**Aim of the task**.
From the post about releasing vfio devices below, quote word for word the section that starts with the words "Alex Williamson <alex.williamson@xxxxxxxxxx> ·" and ends with "the simplified testcase.".
--- Begin Selected text ---
Re: Need to scale down the time to release multiple vfio devices

Alex Williamson <alex.williamson@xxxxxxxxxx> · Thu, 1 Nov 2018 17:20:22 -0600

On Thu, 1 Nov 2018 14:20:31 -0600
Alex Williamson <alex.williamson@xxxxxxxxxx> wrote:

> On Wed, 31 Oct 2018 15:37:06 -0600
> Alex Williamson <alex.williamson@xxxxxxxxxx> wrote:
> 
> > On Wed, 31 Oct 2018 14:04:46 +0100
> > Christian Ehrhardt <christian.ehrhardt@xxxxxxxxxxxxx> wrote:
> > ...  
> > > With that in place I went back to my 4 modes of the simplified testcase.
> > > - Threaded FD closes were sped up to ~1.3 seconds
> > > - Forked FD closes were sped up to ~1.4 seconds
> > > - sequential close and exiting the process still took ~18 seconds.
> > > 
> > > It is clear why the sequential loop takes that time, as each of the
> > > close call will clear the FD when returning to userspace.
> > > 
> > > The process exit (that also matches sending a sigkill to the process
> > > as libvirt does) will also take the full 18 seconds as it seems to
> > > serialize the FD cleanup from task_work_run.
> > > 
> > > At some point in the future we might make qemu smarter to drop devices
> > > concurrently as in my test, but until we have some kernel change
> > > allowing to de-serialize the waits userspace efforts are in vain for
> > > now.
> > > 
> > > I wanted to ask all of you, but mostly Alex TBH, if there is an idea
> > > how to either allow the resets to be concurrent?
> > > Or if that is impossible due to some parts of the PCI spec if there
> > > would be a way to coalesce multiple into just one wait.    
> > 
> > We can certainly allow concurrent resets, there's nothing in the PCI
> > spec preventing that.  This serialization came about because vfio-pci
> > initially used an atomic for reference counting of devices, but that
> > was racy as it doesn't really prevent the device from being re-opened
> > while we're doing the final release cleanup, or opened again before
> > we've completed initialization.  The global mutex was a simple solution
> > without really considering that resets could be slow.  There was however
> > a bit of a benefit to the global mutex for cases where we needed to do
> > a bus reset with multiple affected devices, ie. where we call
> > vfio_pci_try_bus_reset().  Serializing everyone there means that we
> > don't have, for example, device A and device B, which are both affected
> > by the same bus reset trying to perform the operation at the same time
> > and neither succeeding.  Based on your patch, I take it that you're
> > mostly concerned about the case of only having a single device on the
> > bus such that pci_try_reset_function() takes the bus reset path, as I'd
> > expect using Telsa GPUs which don't have an audio function on the same
> > bus.  That patch of course allows a new open of the device while it's
> > being reset, which is not good.
--- End Selected text ---
--- Begin Stored records ---
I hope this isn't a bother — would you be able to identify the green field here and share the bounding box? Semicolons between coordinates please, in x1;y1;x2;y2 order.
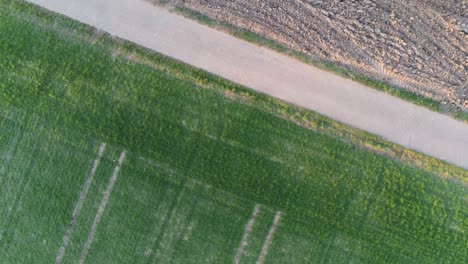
0;0;468;264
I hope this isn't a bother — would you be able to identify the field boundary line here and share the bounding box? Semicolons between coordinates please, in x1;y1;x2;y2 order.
79;151;125;264
234;204;260;264
257;211;281;264
55;143;106;264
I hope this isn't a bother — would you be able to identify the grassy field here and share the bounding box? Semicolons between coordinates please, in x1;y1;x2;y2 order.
0;0;468;263
171;5;468;123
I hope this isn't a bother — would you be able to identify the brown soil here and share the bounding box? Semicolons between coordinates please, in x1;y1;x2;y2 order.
169;0;468;110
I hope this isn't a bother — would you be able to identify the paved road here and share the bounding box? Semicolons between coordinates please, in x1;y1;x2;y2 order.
26;0;468;169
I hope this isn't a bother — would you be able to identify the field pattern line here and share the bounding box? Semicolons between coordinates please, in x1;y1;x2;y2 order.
234;204;260;264
55;143;106;264
257;211;281;264
79;151;125;264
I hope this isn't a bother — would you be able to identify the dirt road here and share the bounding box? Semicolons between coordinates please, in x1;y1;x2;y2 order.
24;0;468;169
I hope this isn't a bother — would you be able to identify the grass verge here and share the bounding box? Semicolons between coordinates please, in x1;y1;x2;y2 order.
172;3;468;123
0;0;468;264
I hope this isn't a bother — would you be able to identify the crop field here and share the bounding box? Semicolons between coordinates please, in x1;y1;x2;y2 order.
--- End Stored records ---
**Expected answer**.
Alex Williamson <alex.williamson@xxxxxxxxxx> · Thu, 1 Nov 2018 17:20:22 -0600

On Thu, 1 Nov 2018 14:20:31 -0600
Alex Williamson <alex.williamson@xxxxxxxxxx> wrote:

> On Wed, 31 Oct 2018 15:37:06 -0600
> Alex Williamson <alex.williamson@xxxxxxxxxx> wrote:
> 
> > On Wed, 31 Oct 2018 14:04:46 +0100
> > Christian Ehrhardt <christian.ehrhardt@xxxxxxxxxxxxx> wrote:
> > ...  
> > > With that in place I went back to my 4 modes of the simplified testcase.